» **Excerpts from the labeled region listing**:
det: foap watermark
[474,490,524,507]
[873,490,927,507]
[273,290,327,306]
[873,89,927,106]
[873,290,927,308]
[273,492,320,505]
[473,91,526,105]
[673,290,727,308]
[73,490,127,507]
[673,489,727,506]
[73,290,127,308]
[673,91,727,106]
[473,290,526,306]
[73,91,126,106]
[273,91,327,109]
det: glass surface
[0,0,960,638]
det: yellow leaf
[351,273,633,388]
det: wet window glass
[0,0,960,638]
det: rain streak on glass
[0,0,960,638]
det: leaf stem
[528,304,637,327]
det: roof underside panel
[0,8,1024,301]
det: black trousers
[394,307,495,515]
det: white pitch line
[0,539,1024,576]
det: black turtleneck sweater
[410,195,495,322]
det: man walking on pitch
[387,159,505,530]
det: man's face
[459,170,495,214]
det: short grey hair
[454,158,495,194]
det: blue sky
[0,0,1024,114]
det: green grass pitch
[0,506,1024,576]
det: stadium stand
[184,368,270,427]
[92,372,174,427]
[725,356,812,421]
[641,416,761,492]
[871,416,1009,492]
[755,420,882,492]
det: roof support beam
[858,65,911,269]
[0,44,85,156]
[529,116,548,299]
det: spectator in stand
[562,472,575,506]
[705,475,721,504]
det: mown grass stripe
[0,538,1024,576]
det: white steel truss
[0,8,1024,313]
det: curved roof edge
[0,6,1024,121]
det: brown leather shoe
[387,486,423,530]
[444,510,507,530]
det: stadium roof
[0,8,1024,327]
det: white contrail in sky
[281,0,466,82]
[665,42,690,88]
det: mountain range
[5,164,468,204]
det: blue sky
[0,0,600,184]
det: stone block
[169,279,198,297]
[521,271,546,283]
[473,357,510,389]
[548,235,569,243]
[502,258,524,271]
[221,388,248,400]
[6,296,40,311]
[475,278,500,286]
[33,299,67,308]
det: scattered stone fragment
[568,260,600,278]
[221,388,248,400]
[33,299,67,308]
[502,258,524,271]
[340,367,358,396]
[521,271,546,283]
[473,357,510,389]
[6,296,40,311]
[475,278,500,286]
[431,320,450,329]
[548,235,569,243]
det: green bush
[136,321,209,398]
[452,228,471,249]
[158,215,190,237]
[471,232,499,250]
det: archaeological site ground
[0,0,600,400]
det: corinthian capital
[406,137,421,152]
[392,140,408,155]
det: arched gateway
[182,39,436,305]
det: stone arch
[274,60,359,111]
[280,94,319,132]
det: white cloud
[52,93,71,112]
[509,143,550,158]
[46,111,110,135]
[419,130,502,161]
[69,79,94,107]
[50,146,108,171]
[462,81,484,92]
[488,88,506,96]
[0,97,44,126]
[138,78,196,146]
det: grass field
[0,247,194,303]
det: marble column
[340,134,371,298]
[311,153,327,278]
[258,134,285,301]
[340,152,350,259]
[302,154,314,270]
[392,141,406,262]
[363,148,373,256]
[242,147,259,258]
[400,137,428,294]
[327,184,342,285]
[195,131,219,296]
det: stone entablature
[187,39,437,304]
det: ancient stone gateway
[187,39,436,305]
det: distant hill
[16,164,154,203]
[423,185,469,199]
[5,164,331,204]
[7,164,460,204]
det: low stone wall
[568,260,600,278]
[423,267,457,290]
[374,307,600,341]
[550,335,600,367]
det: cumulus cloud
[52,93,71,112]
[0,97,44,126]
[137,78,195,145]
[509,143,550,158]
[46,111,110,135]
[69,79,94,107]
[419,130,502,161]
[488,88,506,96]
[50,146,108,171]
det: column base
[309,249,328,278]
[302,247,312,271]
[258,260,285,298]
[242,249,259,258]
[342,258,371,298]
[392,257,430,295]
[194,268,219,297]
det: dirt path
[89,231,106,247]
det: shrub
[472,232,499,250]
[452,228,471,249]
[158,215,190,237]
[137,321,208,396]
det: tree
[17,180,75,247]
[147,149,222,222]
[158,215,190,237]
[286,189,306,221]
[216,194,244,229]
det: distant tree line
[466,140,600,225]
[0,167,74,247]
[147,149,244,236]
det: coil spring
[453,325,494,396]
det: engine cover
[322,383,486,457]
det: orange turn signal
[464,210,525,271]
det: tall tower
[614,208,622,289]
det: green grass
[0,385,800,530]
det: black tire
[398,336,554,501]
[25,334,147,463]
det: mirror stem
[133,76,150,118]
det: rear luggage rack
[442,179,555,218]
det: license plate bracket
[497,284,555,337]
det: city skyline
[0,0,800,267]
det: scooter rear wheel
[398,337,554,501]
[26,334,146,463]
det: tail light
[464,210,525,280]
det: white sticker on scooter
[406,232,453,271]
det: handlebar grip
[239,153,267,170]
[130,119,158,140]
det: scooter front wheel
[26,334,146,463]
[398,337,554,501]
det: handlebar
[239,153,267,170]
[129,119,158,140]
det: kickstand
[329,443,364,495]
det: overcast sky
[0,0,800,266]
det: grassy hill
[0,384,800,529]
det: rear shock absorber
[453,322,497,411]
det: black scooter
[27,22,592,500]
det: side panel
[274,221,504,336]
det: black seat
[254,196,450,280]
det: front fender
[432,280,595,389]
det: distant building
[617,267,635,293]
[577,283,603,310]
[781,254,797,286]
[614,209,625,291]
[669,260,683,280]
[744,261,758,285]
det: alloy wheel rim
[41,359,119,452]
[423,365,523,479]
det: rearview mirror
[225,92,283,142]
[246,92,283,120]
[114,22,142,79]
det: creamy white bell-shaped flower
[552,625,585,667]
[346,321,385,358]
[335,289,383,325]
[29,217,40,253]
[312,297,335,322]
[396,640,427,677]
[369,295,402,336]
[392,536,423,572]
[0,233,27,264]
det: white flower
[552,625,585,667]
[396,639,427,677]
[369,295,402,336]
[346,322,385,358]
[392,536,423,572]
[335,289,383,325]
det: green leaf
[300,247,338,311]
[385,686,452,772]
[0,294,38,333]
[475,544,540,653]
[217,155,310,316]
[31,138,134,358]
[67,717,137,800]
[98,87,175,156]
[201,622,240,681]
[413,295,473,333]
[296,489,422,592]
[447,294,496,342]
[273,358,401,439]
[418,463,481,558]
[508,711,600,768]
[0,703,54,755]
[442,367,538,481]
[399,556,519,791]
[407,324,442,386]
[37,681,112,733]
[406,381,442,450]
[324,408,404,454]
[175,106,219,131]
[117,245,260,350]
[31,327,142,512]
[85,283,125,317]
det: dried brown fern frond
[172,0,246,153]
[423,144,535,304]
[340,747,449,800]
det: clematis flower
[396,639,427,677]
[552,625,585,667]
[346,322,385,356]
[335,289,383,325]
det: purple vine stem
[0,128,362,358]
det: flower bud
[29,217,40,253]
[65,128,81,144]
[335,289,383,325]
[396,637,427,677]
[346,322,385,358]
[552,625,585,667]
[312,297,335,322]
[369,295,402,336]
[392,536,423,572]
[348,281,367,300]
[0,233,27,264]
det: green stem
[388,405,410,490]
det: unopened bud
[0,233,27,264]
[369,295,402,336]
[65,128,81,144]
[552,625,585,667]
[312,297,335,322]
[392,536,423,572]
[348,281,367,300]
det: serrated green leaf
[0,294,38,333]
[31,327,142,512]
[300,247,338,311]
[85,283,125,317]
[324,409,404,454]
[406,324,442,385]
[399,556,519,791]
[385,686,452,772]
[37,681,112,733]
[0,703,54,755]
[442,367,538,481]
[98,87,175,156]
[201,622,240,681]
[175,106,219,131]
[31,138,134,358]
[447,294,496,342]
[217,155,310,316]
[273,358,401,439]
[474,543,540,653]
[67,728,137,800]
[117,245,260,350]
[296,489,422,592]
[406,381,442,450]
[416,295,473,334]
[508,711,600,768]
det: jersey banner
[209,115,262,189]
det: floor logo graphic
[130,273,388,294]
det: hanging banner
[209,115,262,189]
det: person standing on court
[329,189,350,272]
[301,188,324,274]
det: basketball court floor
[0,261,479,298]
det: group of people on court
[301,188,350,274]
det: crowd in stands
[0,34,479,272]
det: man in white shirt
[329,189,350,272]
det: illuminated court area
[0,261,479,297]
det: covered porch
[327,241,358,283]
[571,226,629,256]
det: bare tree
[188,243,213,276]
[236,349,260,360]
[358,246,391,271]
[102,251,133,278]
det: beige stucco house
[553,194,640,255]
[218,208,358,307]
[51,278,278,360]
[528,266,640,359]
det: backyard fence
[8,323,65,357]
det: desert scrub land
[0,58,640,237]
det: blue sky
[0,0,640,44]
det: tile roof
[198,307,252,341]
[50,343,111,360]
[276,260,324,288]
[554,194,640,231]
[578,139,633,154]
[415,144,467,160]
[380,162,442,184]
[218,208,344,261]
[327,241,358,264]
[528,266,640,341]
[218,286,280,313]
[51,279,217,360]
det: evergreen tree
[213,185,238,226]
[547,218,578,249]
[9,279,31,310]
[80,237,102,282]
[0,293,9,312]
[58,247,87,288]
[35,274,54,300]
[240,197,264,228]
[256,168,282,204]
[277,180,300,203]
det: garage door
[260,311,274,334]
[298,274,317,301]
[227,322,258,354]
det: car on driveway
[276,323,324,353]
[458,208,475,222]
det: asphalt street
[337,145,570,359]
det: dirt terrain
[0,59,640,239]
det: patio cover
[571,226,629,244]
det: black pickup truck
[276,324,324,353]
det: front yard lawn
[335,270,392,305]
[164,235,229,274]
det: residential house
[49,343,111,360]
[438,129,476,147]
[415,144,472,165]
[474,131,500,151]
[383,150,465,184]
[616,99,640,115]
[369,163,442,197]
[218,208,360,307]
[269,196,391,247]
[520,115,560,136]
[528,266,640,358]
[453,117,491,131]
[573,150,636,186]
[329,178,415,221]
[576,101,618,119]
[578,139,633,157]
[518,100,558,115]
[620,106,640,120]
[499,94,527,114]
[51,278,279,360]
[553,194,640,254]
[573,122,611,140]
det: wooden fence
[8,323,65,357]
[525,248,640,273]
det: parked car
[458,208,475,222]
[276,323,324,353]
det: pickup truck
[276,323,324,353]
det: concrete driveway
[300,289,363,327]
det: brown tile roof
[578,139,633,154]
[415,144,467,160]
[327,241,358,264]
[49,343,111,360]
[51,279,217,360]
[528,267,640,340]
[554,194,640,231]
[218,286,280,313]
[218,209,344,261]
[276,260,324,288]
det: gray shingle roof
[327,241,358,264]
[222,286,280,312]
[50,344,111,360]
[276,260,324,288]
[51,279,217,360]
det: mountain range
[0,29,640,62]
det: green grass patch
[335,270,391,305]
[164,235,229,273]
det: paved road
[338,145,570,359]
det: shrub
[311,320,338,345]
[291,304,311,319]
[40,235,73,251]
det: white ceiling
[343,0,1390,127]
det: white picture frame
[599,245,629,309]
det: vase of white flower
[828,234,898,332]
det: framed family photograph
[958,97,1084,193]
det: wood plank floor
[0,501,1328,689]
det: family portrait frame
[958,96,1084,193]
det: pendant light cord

» **Requirement**: Output every line of the listing from the line containing "det: yellow leaf" down to the line containing "[5,164,468,204]", both included, reproducing each one without any change.

» **Answer for the task**:
det: yellow leaf
[351,273,633,388]
det: wet window glass
[0,0,960,638]
det: rain streak on glass
[0,0,960,638]
det: leaf stem
[528,304,637,327]
det: roof underside panel
[0,8,1024,301]
det: black trousers
[394,307,495,515]
det: white pitch line
[0,539,1024,576]
det: black turtleneck sweater
[410,195,495,322]
det: man walking on pitch
[387,159,505,530]
det: man's face
[459,170,495,214]
det: short grey hair
[454,158,495,194]
det: blue sky
[0,0,1024,114]
det: green grass pitch
[0,506,1024,576]
det: stadium stand
[184,368,270,427]
[92,372,174,427]
[725,356,812,421]
[641,416,761,492]
[871,416,1009,492]
[755,420,882,492]
det: roof support beam
[858,65,911,269]
[0,44,85,156]
[529,116,548,299]
det: spectator in stand
[562,472,575,506]
[705,475,721,504]
det: mown grass stripe
[0,538,1024,576]
det: white steel truss
[0,8,1024,313]
det: curved roof edge
[0,6,1024,121]
det: brown leather shoe
[387,486,423,530]
[444,510,507,530]
det: stadium roof
[0,8,1024,327]
det: white contrail in sky
[281,0,466,82]
[665,42,690,88]
det: mountain range
[5,164,468,204]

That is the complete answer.